- やること:
下の資料で「Each instance of the tree canopy」を含む行から資料の最後の行までを、一字も変えずにそのまま返せ。ほかの行は含めない。

- 提示資料:

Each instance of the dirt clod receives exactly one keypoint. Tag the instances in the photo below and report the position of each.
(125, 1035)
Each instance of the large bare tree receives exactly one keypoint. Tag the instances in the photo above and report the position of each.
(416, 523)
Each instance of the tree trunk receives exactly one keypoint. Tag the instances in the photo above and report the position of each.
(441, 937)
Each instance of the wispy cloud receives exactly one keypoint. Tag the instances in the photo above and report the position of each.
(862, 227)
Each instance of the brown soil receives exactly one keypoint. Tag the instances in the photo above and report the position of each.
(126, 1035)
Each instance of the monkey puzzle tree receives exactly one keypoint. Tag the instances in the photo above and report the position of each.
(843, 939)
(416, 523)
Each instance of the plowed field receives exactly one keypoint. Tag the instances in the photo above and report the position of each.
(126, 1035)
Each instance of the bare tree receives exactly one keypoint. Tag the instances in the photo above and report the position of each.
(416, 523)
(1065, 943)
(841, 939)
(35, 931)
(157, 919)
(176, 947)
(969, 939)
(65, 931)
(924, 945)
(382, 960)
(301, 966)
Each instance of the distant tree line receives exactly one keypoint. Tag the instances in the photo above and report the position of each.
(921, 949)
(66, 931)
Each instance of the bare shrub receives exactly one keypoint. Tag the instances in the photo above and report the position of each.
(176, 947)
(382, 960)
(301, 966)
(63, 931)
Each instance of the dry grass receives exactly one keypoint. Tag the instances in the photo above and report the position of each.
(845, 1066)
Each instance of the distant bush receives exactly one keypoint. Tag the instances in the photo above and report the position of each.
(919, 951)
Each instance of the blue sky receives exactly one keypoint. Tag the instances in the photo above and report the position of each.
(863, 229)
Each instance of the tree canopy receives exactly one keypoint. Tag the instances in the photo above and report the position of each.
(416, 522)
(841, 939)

- 解答:
Each instance of the tree canopy receives exactly one keypoint. Tag the instances in the photo above and report the position of each.
(416, 522)
(841, 939)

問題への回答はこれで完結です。